What is asked =>
Copy these rows again, switching every "Target" to "Object" and leaving everything else unchanged.
── The data
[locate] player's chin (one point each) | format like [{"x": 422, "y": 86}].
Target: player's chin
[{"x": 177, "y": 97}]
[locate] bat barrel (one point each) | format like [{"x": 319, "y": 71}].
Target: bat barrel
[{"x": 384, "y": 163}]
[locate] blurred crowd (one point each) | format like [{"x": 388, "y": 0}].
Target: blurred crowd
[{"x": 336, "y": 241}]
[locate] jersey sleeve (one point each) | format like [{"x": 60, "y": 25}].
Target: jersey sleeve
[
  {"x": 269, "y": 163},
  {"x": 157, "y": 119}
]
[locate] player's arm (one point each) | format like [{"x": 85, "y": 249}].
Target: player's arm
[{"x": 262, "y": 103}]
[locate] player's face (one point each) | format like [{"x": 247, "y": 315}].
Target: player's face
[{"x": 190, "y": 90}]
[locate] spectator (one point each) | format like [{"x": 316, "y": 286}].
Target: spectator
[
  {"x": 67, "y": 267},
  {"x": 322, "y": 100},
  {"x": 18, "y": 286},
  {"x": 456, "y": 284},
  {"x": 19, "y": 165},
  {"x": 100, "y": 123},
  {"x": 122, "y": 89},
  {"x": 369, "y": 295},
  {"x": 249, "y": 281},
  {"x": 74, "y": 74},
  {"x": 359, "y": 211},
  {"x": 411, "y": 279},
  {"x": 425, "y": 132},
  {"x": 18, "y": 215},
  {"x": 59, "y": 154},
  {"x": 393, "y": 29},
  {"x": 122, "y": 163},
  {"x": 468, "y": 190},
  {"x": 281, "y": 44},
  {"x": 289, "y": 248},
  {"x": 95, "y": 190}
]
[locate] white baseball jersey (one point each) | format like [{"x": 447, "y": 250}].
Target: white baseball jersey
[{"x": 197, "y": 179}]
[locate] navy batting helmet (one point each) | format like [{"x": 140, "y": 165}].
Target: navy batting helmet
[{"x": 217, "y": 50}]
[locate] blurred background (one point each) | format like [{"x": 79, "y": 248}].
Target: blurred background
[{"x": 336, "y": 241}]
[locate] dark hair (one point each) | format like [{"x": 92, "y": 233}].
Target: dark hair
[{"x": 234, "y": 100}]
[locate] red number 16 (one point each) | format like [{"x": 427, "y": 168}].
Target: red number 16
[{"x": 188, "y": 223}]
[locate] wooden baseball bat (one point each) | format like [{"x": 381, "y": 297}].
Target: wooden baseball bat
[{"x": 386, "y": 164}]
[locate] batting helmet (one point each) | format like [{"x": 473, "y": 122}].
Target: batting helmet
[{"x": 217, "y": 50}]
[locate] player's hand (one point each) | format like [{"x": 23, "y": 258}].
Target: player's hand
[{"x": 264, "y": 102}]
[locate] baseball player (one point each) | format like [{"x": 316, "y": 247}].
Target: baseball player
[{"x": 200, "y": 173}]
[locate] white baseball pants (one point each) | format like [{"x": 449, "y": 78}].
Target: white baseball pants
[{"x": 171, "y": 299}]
────
Solved problem =>
[locate] player's chin (one point each) | format like [{"x": 422, "y": 86}].
Object: player's chin
[{"x": 177, "y": 97}]
[locate] bat barrel (one point each) | format like [{"x": 319, "y": 71}].
Object: bat barrel
[{"x": 384, "y": 163}]
[locate] blurred crowd (one point each) | format like [{"x": 388, "y": 0}].
Object: blurred crowd
[{"x": 336, "y": 241}]
[locate] jersey sleeve (one point each) | format like [{"x": 60, "y": 25}].
Object: jersey sleeve
[
  {"x": 269, "y": 163},
  {"x": 157, "y": 119}
]
[locate] player's arm (one point each) | format like [{"x": 85, "y": 249}].
Object: player's arm
[{"x": 262, "y": 103}]
[locate] player's face (one point each) | format like [{"x": 247, "y": 315}].
Object: player's face
[{"x": 190, "y": 90}]
[locate] spectator (one point each) | format like [{"x": 316, "y": 286}].
Object: spectator
[
  {"x": 67, "y": 267},
  {"x": 322, "y": 100},
  {"x": 18, "y": 286},
  {"x": 456, "y": 284},
  {"x": 19, "y": 165},
  {"x": 100, "y": 123},
  {"x": 122, "y": 89},
  {"x": 369, "y": 295},
  {"x": 249, "y": 281},
  {"x": 74, "y": 74},
  {"x": 359, "y": 211},
  {"x": 411, "y": 279},
  {"x": 425, "y": 132},
  {"x": 18, "y": 215},
  {"x": 59, "y": 154},
  {"x": 393, "y": 29},
  {"x": 122, "y": 163},
  {"x": 468, "y": 190},
  {"x": 281, "y": 44},
  {"x": 289, "y": 248},
  {"x": 95, "y": 190}
]
[locate] white baseball jersey (one point each) | format like [{"x": 447, "y": 250}].
Object: white baseball jersey
[{"x": 197, "y": 179}]
[locate] navy batting helmet (one point each) | format like [{"x": 140, "y": 165}].
Object: navy batting helmet
[{"x": 217, "y": 50}]
[locate] blurred background (one point each) | format like [{"x": 79, "y": 248}].
Object: blurred background
[{"x": 336, "y": 241}]
[locate] dark hair (one point each) | format like [{"x": 92, "y": 233}].
Object: dark hair
[{"x": 234, "y": 100}]
[locate] red number 16 (one point each) | format like [{"x": 427, "y": 168}].
Object: red number 16
[{"x": 188, "y": 223}]
[locate] wooden baseball bat (one point each) | format like [{"x": 381, "y": 297}].
Object: wooden baseball bat
[{"x": 386, "y": 164}]
[locate] batting helmet (one point each) | format like [{"x": 473, "y": 122}].
Object: batting helmet
[{"x": 217, "y": 50}]
[locate] player's hand (one point each) | format like [{"x": 23, "y": 258}].
Object: player's hand
[{"x": 264, "y": 102}]
[locate] baseball player (one point each) | format like [{"x": 316, "y": 247}].
Object: baseball player
[{"x": 200, "y": 173}]
[locate] white baseball pants (one point each) | format like [{"x": 449, "y": 78}].
Object: white baseball pants
[{"x": 171, "y": 299}]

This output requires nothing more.